• _SOURCE TEXT_
Android availability is now part of the public product story.

The homepage now treats the Android app as proof that the same multi-domain inbox works on the phone operators already use.

  • New

    Android app link on the homepage

    The landing page now links to the Folio Android app on Google Play while keeping web signup as the primary action.

  • Improved

    Mobile release panel

    A new mobile section explains that Android is live, iPhone is coming next, and the same account, identities, passkey sign-in, and auto-From behavior carry across devices.

  • Improved

    App-aware structured data

    Homepage SoftwareApplication metadata now reflects Web and Android availability and points crawlers to the Google Play listing.

No. 003

Clearer setup, safer billing, better sending identity control.

Today's work focused on reducing setup uncertainty and making account state changes more dependable behind the scenes.

  • New

    Native From selector in compose

    Compose now exposes a first-class From dropdown so multi-domain operators can choose the exact sending identity before a letter leaves the desk.

  • Improved

    Expected-vs-found DNS checks

    Domain setup now shows clearer DNS verification differences, making it easier to spot a copied value, stale record, or registrar formatting issue.

  • Fixed

    Tighter DKIM and DMARC verification

    Verification now handles DKIM and DMARC edge cases more carefully, so a domain is less likely to sit in an unclear partially verified state.

  • Reliability

    More resilient subscription handling

    Stripe subscription webhooks now handle duplicate and thin events more defensively, keeping billing status aligned when providers retry or send compact payloads.

  • Improved

    DMARC reporting documentation

    The Manual now explains DMARC aggregate reporting authorization so operators understand why the wizard asks for the records it does.

No. 002

No-card preview and a cleaner Workspace migration path.

This release made the first trial safer and gave Google Workspace switchers a concrete DNS plan before they move mail.

• _RECORD EXCERPTS_
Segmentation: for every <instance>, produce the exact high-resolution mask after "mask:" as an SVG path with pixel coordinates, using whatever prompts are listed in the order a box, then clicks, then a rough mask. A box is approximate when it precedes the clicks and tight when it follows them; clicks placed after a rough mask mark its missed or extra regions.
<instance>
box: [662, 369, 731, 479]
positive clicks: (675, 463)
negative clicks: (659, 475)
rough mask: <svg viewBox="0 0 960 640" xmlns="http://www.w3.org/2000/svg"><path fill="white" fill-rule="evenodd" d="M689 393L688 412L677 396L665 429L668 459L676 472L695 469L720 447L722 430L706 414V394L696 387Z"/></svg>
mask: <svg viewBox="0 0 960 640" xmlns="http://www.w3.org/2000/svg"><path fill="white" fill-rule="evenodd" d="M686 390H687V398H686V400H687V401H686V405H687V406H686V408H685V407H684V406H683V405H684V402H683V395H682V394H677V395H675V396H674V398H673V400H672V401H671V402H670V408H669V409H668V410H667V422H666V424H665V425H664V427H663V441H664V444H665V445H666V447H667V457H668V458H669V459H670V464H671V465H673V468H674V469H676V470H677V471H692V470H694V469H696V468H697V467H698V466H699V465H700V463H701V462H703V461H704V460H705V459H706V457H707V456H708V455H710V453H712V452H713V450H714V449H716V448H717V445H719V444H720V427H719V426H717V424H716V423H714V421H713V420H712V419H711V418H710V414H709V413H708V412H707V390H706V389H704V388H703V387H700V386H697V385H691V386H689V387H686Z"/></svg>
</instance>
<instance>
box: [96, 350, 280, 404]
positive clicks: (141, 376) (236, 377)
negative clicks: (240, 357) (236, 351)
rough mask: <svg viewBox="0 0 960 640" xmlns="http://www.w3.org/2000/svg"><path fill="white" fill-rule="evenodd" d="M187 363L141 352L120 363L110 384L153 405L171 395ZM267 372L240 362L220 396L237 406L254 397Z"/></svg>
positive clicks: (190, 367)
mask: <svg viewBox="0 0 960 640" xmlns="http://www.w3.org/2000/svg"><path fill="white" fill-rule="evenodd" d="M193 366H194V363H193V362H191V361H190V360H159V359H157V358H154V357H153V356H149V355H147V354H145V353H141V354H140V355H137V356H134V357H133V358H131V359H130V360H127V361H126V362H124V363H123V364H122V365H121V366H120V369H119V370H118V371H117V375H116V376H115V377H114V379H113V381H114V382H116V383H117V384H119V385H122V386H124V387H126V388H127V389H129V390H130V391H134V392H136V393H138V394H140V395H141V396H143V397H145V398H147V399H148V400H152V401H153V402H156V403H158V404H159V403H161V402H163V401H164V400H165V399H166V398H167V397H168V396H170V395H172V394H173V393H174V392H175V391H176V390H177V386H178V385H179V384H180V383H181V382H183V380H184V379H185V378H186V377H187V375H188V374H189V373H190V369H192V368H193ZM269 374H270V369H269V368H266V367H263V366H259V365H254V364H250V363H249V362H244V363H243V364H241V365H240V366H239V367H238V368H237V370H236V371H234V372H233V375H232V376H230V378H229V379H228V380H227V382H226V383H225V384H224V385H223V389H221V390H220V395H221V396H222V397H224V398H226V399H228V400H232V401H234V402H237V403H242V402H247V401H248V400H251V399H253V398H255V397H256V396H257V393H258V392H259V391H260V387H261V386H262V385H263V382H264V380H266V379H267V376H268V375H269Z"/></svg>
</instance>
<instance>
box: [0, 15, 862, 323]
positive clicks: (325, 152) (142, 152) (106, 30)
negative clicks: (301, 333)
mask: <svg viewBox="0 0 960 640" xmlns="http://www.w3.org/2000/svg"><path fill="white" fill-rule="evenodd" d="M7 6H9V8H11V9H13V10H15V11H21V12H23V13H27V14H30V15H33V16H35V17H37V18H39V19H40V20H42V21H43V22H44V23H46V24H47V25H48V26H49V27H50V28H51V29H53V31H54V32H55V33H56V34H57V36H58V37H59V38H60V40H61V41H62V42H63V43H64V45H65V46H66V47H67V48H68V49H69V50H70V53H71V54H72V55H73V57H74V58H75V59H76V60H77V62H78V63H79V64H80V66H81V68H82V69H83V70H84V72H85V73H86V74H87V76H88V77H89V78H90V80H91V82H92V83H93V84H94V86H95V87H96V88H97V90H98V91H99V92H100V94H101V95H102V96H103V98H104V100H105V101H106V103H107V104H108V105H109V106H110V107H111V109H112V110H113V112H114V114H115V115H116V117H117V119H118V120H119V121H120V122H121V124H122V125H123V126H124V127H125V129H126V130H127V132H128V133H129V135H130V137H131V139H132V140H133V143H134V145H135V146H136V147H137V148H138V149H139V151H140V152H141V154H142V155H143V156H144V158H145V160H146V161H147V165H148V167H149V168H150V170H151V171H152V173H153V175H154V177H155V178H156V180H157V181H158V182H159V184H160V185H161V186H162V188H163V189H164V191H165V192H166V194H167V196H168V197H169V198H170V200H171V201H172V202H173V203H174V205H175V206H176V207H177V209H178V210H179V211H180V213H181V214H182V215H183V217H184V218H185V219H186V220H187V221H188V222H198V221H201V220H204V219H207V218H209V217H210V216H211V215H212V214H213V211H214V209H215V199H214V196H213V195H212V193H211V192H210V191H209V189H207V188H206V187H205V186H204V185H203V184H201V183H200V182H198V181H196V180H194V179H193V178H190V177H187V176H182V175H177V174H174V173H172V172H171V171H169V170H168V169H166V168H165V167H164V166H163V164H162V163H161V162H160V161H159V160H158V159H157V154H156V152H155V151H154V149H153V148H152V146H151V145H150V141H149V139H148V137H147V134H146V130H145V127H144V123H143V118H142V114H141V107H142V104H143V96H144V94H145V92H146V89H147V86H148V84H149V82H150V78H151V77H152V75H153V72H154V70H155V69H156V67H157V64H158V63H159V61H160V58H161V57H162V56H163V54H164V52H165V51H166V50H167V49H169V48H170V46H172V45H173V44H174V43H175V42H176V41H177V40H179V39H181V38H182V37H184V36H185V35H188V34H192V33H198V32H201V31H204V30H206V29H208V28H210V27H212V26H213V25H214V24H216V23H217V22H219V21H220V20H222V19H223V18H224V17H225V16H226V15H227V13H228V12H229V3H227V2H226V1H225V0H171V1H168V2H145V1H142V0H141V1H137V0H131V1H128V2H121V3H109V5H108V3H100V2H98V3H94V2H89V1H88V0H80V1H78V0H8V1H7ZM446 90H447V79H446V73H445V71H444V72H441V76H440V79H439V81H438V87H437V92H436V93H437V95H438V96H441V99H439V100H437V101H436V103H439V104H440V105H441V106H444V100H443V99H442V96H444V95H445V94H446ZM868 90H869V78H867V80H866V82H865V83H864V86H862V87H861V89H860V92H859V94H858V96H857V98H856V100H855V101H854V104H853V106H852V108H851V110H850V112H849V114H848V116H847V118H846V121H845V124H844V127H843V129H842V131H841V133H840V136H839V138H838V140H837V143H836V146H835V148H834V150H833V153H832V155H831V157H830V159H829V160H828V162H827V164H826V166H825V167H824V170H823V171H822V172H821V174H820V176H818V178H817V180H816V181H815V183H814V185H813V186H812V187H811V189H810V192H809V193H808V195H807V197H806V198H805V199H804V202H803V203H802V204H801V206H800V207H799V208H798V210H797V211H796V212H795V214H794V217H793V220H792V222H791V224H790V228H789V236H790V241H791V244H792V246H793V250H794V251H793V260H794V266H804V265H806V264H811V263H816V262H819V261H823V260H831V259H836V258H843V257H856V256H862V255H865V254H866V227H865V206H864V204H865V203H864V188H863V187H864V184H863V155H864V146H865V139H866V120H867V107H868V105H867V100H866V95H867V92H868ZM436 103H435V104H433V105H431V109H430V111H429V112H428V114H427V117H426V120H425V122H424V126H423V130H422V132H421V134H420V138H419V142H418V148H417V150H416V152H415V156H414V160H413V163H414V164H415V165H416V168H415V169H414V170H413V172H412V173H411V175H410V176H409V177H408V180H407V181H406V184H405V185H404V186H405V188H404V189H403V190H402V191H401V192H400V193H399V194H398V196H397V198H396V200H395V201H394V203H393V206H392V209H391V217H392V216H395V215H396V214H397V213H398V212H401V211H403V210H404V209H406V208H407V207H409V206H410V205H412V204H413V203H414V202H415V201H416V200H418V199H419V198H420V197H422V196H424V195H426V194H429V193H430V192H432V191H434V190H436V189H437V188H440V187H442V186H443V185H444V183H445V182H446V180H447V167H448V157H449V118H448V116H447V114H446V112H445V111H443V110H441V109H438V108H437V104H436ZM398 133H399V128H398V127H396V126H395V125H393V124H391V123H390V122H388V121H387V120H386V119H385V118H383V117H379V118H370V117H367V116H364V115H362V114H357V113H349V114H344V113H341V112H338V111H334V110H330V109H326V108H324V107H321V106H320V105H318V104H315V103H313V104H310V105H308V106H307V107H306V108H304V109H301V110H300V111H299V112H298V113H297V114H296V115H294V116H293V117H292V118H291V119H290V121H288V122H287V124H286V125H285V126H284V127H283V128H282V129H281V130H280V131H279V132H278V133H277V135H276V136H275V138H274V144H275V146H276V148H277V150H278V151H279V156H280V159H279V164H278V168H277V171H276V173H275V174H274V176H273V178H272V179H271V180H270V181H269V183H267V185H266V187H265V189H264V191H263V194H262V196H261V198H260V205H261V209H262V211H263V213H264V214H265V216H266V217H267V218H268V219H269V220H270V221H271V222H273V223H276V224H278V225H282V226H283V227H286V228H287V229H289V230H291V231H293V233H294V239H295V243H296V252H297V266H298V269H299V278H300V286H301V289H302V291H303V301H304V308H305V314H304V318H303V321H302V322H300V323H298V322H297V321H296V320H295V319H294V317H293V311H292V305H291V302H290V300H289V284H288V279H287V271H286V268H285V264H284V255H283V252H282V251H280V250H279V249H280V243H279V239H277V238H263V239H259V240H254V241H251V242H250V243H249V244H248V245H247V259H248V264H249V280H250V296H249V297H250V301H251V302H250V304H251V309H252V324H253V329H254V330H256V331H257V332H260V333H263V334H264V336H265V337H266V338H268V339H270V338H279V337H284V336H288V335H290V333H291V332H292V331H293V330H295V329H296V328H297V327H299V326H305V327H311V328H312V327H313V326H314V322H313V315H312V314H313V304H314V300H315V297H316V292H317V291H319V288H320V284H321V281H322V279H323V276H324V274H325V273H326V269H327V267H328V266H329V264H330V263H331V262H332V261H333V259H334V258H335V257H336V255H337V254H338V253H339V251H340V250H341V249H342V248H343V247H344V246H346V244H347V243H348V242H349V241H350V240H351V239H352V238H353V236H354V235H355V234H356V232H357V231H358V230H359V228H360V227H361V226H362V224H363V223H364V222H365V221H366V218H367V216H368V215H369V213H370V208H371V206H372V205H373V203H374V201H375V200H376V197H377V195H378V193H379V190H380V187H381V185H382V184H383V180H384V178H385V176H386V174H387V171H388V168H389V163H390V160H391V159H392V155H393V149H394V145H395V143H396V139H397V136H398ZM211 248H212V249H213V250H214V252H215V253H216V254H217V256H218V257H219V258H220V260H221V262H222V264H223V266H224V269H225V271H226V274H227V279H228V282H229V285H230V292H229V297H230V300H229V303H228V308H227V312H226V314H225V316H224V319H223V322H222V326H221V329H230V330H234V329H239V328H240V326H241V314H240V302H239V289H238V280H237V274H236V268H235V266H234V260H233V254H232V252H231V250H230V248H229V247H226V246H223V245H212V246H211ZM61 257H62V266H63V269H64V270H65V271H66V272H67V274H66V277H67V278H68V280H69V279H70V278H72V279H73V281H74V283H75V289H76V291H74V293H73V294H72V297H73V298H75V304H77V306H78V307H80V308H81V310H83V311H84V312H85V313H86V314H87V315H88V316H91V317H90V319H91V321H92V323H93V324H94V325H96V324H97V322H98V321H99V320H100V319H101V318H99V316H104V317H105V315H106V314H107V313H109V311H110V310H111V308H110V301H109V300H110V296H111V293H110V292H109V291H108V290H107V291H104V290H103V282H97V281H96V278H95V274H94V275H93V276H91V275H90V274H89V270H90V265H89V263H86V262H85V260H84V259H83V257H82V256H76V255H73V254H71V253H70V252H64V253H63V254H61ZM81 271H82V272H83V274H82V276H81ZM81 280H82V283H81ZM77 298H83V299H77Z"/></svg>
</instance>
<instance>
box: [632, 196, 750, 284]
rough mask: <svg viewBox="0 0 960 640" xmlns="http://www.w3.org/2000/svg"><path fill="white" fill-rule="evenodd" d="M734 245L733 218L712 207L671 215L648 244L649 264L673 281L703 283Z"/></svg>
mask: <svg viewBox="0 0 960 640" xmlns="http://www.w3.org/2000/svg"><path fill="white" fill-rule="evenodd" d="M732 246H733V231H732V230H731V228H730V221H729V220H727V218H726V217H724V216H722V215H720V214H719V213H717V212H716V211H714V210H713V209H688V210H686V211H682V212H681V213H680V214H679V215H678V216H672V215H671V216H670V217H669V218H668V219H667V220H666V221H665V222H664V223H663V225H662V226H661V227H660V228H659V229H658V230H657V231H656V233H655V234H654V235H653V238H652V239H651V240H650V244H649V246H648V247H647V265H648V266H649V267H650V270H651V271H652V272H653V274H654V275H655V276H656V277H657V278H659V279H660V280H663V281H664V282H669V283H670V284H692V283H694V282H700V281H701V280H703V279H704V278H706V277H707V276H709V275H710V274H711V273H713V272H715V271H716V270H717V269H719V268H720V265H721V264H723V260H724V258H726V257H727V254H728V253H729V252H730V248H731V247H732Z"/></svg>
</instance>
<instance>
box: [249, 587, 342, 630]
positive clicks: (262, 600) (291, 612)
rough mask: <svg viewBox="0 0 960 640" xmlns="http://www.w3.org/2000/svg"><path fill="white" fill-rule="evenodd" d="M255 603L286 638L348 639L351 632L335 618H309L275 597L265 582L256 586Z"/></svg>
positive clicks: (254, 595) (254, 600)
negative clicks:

• _INSTRUCTIONS TO FOLLOW_
Copy the release notes starting at "Homepage SoftwareApplication metadata" and ending at "leaves the desk.", swapping "dropdown" for "menu".

• _EXERCISE RESPONSE_
Homepage SoftwareApplication metadata now reflects Web and Android availability and points crawlers to the Google Play listing.

No. 003

Clearer setup, safer billing, better sending identity control.

Today's work focused on reducing setup uncertainty and making account state changes more dependable behind the scenes.

  • New

    Native From selector in compose

    Compose now exposes a first-class From menu so multi-domain operators can choose the exact sending identity before a letter leaves the desk.